::: 記事 :::

カッツの3能力とは、管理職のレベルごとに異なる3つの必要となる能力のことです。
具体的には、1.テクニカルスキル、2.ヒューマンスキル、3.コンセプチュアルスキルの3つがあります。
それぞれどのような能力であるのかを説明します。
1.テクニカルスキル
テクニカルスキルとは、仕事の手順や手法とそれに関する活動に熟達していることです。
日々の定型業務をこなす為に必要な能力だったり語学力、専門知識などが含まれます。
いわゆる現場で求められる能力と言えるでしょう。
2.ヒューマンスキル
ヒューマンスキルとは、社内や外部の人間と意思疎通をしたり、良い関係を築いたりするのに必要な能力です。
コミュニケーション能力、部下や後輩への指導力や交渉力なども含まれます。
組織の中で働く場合、この能力は必須であり、現場から社長までの全ての管理職レベルで欠かせませんが、特に上司と部下を多数持つことになる中間管理職で求められる能力です。
3.コンセプチュアルスキル
コンセプチュアルスキルとは、データや事象を客観的に分析し、共通項を見いだしたり本質を見抜くのに必要な能力です。
また、組織の各部分がどのように作用し合っているのかを把握する能力も含まれます。
具体的にはロジカルシンキングや仮説思考、抽象化能力が相当します。
この能力は、マネジメントのレベルが高いほど求められる能力であり、経営者や役員クラスでは必須の能力です。
課題 カッツの3能力を伸ばすための育成方法とは何だろう?スキルに合わせることが大切
では、このカッツの3能力はどのように育成することができるでしょうか?
1.テクニカルスキル
テクニカルスキルは、現場で最も求められる能力です。
基本的は事前研修であったりOJT(実際の職場で業務をしながら行なう教育訓練)によって育成可能です。
また、専門知識を深めたり語学力を向上させるためにはeラーニングを用いた育成もいいでしょう。
個人の習熟度や知識量に合わせた、決めの細かい教育を行ないやすいことがeラーニングの強みです。
2.ヒューマンスキル
ヒューマンスキルは主にケーススタディやロールプレイングによって育成することが可能です。

::: 記録一覧 :::

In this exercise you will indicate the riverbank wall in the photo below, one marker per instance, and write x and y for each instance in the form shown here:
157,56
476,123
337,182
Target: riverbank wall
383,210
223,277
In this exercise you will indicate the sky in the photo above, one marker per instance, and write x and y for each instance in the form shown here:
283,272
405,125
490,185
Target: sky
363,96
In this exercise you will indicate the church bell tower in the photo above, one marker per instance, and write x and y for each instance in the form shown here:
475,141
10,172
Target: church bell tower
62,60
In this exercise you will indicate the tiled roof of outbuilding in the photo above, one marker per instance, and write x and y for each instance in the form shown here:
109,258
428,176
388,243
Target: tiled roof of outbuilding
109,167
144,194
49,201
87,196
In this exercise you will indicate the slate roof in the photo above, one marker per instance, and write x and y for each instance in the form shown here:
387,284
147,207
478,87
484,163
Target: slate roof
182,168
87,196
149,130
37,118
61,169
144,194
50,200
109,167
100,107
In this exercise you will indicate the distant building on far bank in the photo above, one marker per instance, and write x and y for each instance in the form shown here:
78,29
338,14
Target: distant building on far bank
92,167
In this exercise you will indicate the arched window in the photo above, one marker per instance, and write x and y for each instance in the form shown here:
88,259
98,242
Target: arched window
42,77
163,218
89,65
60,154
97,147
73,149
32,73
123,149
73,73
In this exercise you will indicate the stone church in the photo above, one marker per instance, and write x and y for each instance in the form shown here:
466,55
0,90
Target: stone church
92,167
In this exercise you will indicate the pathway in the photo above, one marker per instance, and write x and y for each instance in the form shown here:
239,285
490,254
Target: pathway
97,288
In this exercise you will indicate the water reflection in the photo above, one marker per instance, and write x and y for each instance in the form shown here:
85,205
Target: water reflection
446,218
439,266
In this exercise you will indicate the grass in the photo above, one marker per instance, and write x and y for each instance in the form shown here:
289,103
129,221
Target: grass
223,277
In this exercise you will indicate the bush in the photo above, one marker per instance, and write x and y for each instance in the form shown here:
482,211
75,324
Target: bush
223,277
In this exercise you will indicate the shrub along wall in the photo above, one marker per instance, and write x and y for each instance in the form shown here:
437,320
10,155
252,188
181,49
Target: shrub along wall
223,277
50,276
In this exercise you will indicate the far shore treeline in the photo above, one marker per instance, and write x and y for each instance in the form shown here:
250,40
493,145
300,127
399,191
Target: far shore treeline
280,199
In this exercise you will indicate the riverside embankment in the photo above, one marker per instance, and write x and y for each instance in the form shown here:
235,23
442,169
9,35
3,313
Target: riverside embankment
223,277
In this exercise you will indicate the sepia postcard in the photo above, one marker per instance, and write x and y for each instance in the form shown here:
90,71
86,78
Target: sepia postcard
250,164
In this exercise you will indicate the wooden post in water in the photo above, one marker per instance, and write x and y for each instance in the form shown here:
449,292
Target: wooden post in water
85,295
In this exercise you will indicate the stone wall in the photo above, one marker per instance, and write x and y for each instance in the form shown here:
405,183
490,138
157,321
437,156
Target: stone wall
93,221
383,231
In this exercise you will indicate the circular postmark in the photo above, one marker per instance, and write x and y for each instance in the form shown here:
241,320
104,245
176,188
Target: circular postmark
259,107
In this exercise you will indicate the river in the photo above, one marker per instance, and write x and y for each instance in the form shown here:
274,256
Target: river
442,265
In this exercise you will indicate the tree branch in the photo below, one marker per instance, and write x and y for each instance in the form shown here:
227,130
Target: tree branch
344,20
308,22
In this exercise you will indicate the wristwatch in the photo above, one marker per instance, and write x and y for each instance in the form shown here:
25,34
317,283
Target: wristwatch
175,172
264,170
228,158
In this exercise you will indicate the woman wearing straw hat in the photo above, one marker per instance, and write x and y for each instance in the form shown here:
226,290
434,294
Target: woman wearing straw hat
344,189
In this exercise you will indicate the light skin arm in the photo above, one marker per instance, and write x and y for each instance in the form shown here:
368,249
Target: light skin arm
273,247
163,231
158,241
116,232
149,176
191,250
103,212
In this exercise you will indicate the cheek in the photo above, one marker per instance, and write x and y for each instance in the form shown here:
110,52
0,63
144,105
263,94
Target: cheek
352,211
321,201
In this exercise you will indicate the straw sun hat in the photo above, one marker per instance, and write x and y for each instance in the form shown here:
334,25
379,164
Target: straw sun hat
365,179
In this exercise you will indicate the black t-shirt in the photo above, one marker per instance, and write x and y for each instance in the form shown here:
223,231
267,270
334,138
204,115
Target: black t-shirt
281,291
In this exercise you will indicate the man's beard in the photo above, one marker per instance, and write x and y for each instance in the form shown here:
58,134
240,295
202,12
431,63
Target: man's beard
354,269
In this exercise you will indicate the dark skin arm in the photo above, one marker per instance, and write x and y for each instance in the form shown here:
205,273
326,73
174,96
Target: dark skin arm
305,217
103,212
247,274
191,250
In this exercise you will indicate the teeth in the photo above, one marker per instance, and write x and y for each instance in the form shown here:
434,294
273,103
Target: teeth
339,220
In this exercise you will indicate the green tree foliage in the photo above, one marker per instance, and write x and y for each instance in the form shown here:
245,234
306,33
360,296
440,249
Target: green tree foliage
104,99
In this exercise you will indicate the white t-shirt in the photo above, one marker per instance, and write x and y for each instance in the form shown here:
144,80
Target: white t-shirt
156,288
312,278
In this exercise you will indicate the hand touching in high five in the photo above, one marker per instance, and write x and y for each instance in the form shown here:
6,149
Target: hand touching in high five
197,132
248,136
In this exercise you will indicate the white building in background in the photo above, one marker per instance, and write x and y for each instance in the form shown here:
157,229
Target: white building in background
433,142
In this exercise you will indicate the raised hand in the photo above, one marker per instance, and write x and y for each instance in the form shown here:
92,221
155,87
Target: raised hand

:::

## 作業内容
(1) カッツの3能力に関する記事によると、専門知識や語学力の育成にeラーニングを用いるとよいのはなぜか、1～3文で説明してください。
(2) 記事のうち、「具体的には、1.テクニカルス」から「管理職で求められる能力です。」までをすべて、一字も変えずに返してください。
(3) カッツの3能力の育成方法を扱った記事の続きを、最後の文の後から書き進めてください。
記録を参照する必要はありません。

## 演習結果
(1) 個人の習熟度や知識量に合わせて、細かな教育を行ないやすいことがeラーニングの強みだからです。

(2)
具体的には、1.テクニカルスキル、2.ヒューマンスキル、3.コンセプチュアルスキルの3つがあります。
それぞれどのような能力であるのかを説明します。
1.テクニカルスキル
テクニカルスキルとは、仕事の手順や手法とそれに関する活動に熟達していることです。
日々の定型業務をこなす為に必要な能力だったり語学力、専門知識などが含まれます。
いわゆる現場で求められる能力と言えるでしょう。
2.ヒューマンスキル
ヒューマンスキルとは、社内や外部の人間と意思疎通をしたり、良い関係を築いたりするのに必要な能力です。
コミュニケーション能力、部下や後輩への指導力や交渉力なども含まれます。
組織の中で働く場合、この能力は必須であり、現場から社長までの全ての管理職レベルで欠かせませんが、特に上司と部下を多数持つことになる中間管理職で求められる能力です。

(3)
ケーススタディによって、具体的なシチュエーションの中でどのような言動や意思決定をすべきかを考えることはヒューマンスキルの向上に役立ちます。
また、ロールプレイングでも、現在の自分のポジション以外の視点で物事を考える機会となり、コミュニケーションを取る上で役に立ちます。
3.コンセプチュアルスキル
コンセプチュアルスキルを育成するには、組織の他部署を横断した視点でのディスカッション・研修をおこなったり、日常の業務や研修の中で5Why分析(ある問題や事例に対して「5回のなぜ」を繰り返し、原因分析すること)を行なうことが良いでしょう。
解決 カッツの3能力の問題点が存在する?思わぬ落とし穴とは育成の難しさ
一見、カッツの3能力軸に育成や人事を考えるのがいいと思えるかもしれませんが、実は問題点があります。
コンセプチュアルスキルを育成することが困難
カッツの3能力を考えたハーバード大学のロバート・カッツ自身の論文の中で指摘された問題点です。
カッツは論文の中で、コンセプチュアルスキルとは「生得の能力」と表現しており、後天的な育成することは難しいです。
他の2つの能力に比べて抽象化能力やロジカルシンキングなどの能力は、物事をどのように考えたり捉えたりするのか、ということなので育成が難しく、企業でも人事判断としてコンセプチュアルスキルを利用しても、育成するために本格的に取り組んでいることは希です。

結論 人材育成や組織開発、キャリアアップにも役立つカッツの3能力!
カッツの3能力は各管理職レベルで必要になってくる3能力のことです。
これらの能力は、役職やマネジメントのレベルによって求められる程度がことなるとされています。
具体的には、テクニカルスキルが現場や下流管理職、ヒューマンスキルが中間管理職、コンセプチュアルスキルが経営者や役員、に最も必要であるといわれています。
このことを理解していれば、人材育成や組織開発をする上で役に立ちます。
また、キャリアアップに合わせてどの段階でどの能力が必要になるのかが分かるので、自己成長の目標を立てやすくなります。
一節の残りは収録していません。